> **Using the information**
1. Please decide whether each statement agrees with the Makita router thread, answering yes or no and quoting the deciding words: (a) The RF1101 base takes standard PC-sized guide bushings. (b) harrysin's 3600 and 3612C routers need the switch held on while running. (c) Hamlin bought his routers through Amazon.com.
2. Write the next part of the Makita router thread, picking up after its final line.

> **Source document**
....

I bought the set from Carba-Tec last year with an adapter base that fits the makita like a glove.


yes, I have installed Skype v4, but due to work and family commitments over the last couple of weeks have not fired it up.....

James


----------



## richdawg (Sep 11, 2008)

Hi Birch,

I have the Makita RF1101 combo kit and I love it. At 2 1/4HP, it has more than enough power for my needs. I mostly use it for sign-making and building small cabinets, shelves, etc.

For what it's worth, the RF1101 base accepts standard PC-sized guide bushings. Mine fit perfectly.

Hope this helps in your decision making!


Richard


----------



## timber715 (May 29, 2008)

I do have several Makita power tools including a 3600H router. I have found that you can purchase an adapter for guide bushing from them as well. I just looked at the manual and looked for the accessories. I needed onee for the Leigh superjig adapter and it came to something a little more than USD 12.00. as for Makita quality, they seem to be the best you can get...


----------



## Birchwood (May 13, 2005)

To date I have not found a Makita to "test". But I have noticed in several reviews that the ON switch must be HELD on-you cannot take your finger off it. That is a deal breaker for me. Not sure I'd like that. I believe I understand WHY they build 'em that way but just not something that appeals to me. And like I say, I am a Makita tool fan....got a bunch of them.


----------



## harrysin (Jan 15, 2007)

I have a 3600 and a 3612C and they both have a toggle switch which can be left on and is in a comfortable position as does my trim router also a Makita.


----------



## Birchwood (May 13, 2005)

Aha! Okay Harry, I won't give up. You can understand I'm sure why having to HOLD the power switch on would become, to put it gently, tedious. It made no sense to me when I read it. Thank you.


----------



## jw2170 (Jan 24, 2008)

*thanks Harry*



harrysin said:


> James, I couldn't get that $51.00 for an adaptor out of my mind so this evening I went into the shed, found a piece of Aluminium, looks like it was once a tooth belt pulley and proceeded to make one together with a bit of a photo shoot. If you can buy a set of guides minus the adaptor, all you have to do is let me have your street address and it will be on it's way.


Harry,

The adaptor arrived safely on Monday.
That's another schooner I owe you....

Now , for a dry day so I can get into the shed..

James


----------



## Hamlin (Dec 25, 2005)

Hi Birch,

I have two Makita 3612C's and like Harry said, they're just a flip switch. Doesn't need to be held down. I've heard something about this alleged change but, have yet to see it. BTW, I purchased mine thru Amazon.com.


----------



## Glenmore (Sep 10, 2004)

Nice for you to do that Harry so you charged him 51.50 then great deal.


----------



## harrysin (Jan 15, 2007)

....

> **Stored entries**
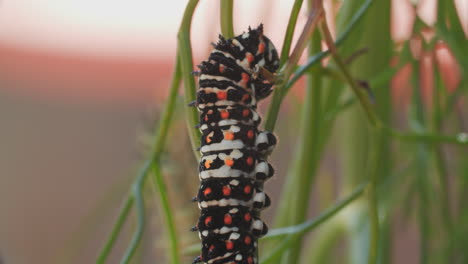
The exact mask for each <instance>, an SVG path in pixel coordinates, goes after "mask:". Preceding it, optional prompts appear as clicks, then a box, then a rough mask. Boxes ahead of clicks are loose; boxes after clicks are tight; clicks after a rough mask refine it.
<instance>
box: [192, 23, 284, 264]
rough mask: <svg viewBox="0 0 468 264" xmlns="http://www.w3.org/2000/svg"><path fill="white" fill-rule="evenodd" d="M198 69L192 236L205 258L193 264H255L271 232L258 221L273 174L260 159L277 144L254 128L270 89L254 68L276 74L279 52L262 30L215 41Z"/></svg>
mask: <svg viewBox="0 0 468 264" xmlns="http://www.w3.org/2000/svg"><path fill="white" fill-rule="evenodd" d="M198 67H199V68H200V71H199V72H196V73H197V75H198V78H199V82H198V85H199V89H198V92H197V99H196V101H195V102H193V103H192V104H191V105H193V106H196V107H197V108H198V111H199V113H200V124H199V125H198V128H199V129H200V131H201V132H202V137H201V147H200V152H201V154H202V157H201V160H200V165H199V178H200V188H199V192H198V194H197V196H196V197H195V198H194V201H197V202H198V206H199V208H200V210H201V215H200V218H199V221H198V223H197V225H196V226H195V227H194V228H193V230H194V231H198V232H199V236H200V239H201V240H202V252H201V255H200V256H198V257H197V258H196V259H195V260H194V263H208V264H222V263H226V264H227V263H229V264H234V263H235V264H254V263H257V262H258V260H257V256H256V255H255V254H256V248H257V240H258V238H259V237H261V236H263V235H265V234H266V233H267V231H268V228H267V226H266V224H265V223H264V222H263V221H262V220H261V219H259V218H257V217H256V215H258V213H257V212H258V211H260V210H262V209H264V208H266V207H268V206H269V205H270V198H269V197H268V196H267V195H266V194H265V193H264V192H263V190H262V186H263V182H264V181H265V180H267V179H268V178H270V177H271V176H273V173H274V170H273V167H272V166H271V165H270V164H269V163H268V162H267V161H266V160H265V159H266V155H267V154H268V153H269V152H271V151H272V149H273V147H274V146H275V144H276V137H275V136H274V135H273V134H272V133H270V132H266V131H259V129H258V126H259V124H260V122H261V118H260V116H259V115H258V113H257V111H256V109H257V102H258V101H260V100H262V99H264V98H266V97H267V96H268V95H269V94H270V93H271V92H272V86H273V83H272V82H271V81H270V80H267V78H266V77H264V76H262V74H261V71H259V69H260V68H263V69H264V70H266V71H268V72H270V73H274V72H276V70H277V69H278V67H279V59H278V53H277V51H276V49H275V47H274V45H273V43H272V42H271V41H270V40H269V39H268V38H267V37H265V36H264V35H263V25H260V26H259V27H258V28H256V29H253V30H252V29H250V28H249V31H248V32H246V33H243V34H242V35H239V36H237V37H234V38H232V39H225V38H223V37H222V36H219V41H218V43H217V44H215V45H214V49H213V51H212V52H211V54H210V56H209V58H208V59H207V60H206V61H203V62H202V63H201V64H200V65H199V66H198Z"/></svg>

....

> **Answers for this exercise**
1.
(a) Yes: "the RF1101 base accepts standard PC-sized guide bushings"
(b) No: "they both have a toggle switch which can be left on"
(c) Yes: "I purchased mine thru Amazon.com."

2.
Birch said:


> Aha! Okay Harry, I won't give up. You can understand I'm sure why having to HOLD the power switch on would become, to put it gently, tedious. It made no sense to me when I read it. Thank you.


Even if the models available to you have a press and hold switch all is not lost, see this shot of my Triton saw with a Velcro strap holding the switch down. The negative side of this is that you need a switched power point on the bench (which you should have anyway) and the dynamic brake becomes inoperative, which is no big deal on the router table, far more important when hand held.


----------



## harrysin (Jan 15, 2007)

jw2170 said:


> Harry,
> 
> The adaptor arrived safely on Monday.
> That's another schooner I owe you....
> ...


James, your continued friendship is payment enough.

Yes, I saw on this evenings news that Sydney is now experiencing an excessive amount of rain, I hope not so bad where you are that wellies will be required footware.


----------



## harrysin (Jan 15, 2007)

Nice to see you back Ken., I hope that means that your neck/shoulder are improving fast.


----------



## harrysin (Jan 15, 2007)

Glenmore said:


> Nice for you to do that Harry so you charged him 51.50 then great deal.


Come on Glenmore, you know that YOU promised to pay me.


----------



## Glenmore (Sep 10, 2004)

harrysin said:


> Come on Glenmore, you know that YOU promised to pay me.


Check is in the mail my friend


----------



## jw2170 (Jan 24, 2008)

*Check is in the mail my friend*

Glenmore,

You may not know, but I am in the debt collection field.

If that cheque does not turn up, you are in BIG trouble....LOL

James


----------



## Hamlin (Dec 25, 2005)

harrysin said:


> Nice to see you back Ken., I hope that means that your neck/shoulder are improving fast.


Hi Harry,

The neck is doing much better. The shoulder however... possible torn rotator cuff. Won't know until I see the doc again. Right now, have no intentions of seeing the doc just for this. It'll heal in time. Besides, I've gotten used to it.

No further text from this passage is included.